Given problem>
Please copy each of the records below word for word, keeping every line in its original order.

Data excerpts>
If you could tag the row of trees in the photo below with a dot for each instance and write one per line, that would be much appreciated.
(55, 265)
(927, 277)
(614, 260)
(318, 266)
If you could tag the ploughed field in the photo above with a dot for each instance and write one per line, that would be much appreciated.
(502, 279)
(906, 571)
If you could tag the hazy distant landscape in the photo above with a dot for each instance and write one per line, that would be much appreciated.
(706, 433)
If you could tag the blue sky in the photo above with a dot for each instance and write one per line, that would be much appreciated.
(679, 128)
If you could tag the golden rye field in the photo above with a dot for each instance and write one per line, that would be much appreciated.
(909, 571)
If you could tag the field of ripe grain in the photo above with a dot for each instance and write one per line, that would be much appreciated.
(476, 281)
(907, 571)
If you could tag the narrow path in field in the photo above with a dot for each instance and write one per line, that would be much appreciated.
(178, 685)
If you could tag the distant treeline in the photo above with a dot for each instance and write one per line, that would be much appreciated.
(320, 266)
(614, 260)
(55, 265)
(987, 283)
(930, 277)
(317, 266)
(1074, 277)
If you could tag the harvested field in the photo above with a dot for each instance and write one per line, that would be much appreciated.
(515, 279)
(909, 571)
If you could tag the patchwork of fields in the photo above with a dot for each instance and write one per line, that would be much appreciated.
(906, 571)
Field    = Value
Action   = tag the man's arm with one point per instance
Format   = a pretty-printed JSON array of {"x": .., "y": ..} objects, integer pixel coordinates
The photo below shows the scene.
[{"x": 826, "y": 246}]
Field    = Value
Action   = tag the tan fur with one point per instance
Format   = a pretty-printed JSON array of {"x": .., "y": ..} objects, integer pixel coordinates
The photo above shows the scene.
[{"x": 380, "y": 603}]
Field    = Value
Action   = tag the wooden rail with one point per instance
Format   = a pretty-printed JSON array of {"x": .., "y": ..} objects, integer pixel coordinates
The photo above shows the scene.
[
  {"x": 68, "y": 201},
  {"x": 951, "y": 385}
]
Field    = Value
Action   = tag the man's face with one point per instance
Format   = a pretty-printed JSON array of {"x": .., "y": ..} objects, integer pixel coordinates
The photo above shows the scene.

Complete output>
If you could tag the row of trees in the photo below with a dot for each instance and write one per line, that would be much appreciated.
(55, 265)
(927, 277)
(614, 260)
(318, 266)
If you could tag the ploughed field in the photo above with a dot for each instance and write one per line, that would be much appreciated.
(502, 279)
(906, 571)
If you could tag the hazy distant landscape in the photo above with a dot for each instance and write one per line, that would be much appreciated.
(706, 433)
If you could tag the blue sky in the photo above with a dot for each instance and write one per line, that would be much appreciated.
(679, 128)
If you could tag the golden rye field in the photo above with a dot for each instance and write one per line, that would be much appreciated.
(909, 571)
If you could tag the field of ripe grain in the photo above with a dot for each instance and write one per line, that would be much appreciated.
(476, 281)
(907, 571)
If you could tag the narrow path in field in the photo above with a dot for each instance and write one per line, that would be much appreciated.
(178, 685)
If you could tag the distant treeline in the photo above with a dot for each instance and write one per line, that would be much appreciated.
(320, 266)
(614, 260)
(55, 265)
(987, 283)
(930, 277)
(317, 266)
(1074, 277)
If you could tag the harvested field in the photo above with a dot for each instance and write one per line, that would be much appreciated.
(515, 279)
(909, 571)
If you could tag the patchwork of fields in the photo above with a dot for each instance and write one per line, that would be much appreciated.
(906, 571)
Field    = Value
Action   = tag the man's arm with one point per instance
Format   = a pretty-printed JSON array of {"x": .., "y": ..} objects, integer pixel coordinates
The photo below shows the scene.
[{"x": 826, "y": 246}]
Field    = Value
Action   = tag the tan fur with one point per instance
Format   = a pretty-printed JSON array of {"x": .., "y": ..} objects, integer pixel coordinates
The photo above shows the scene.
[{"x": 380, "y": 603}]
Field    = Value
Action   = tag the wooden rail with one point per instance
Format   = a pretty-printed JSON array of {"x": .., "y": ..} objects, integer pixel coordinates
The photo above shows the scene.
[
  {"x": 68, "y": 201},
  {"x": 951, "y": 385}
]
Field    = Value
Action   = tag the man's face with one point per instance
Format   = a pretty-printed JSON array of {"x": .., "y": ..} objects, integer pixel coordinates
The photo above shows the scene.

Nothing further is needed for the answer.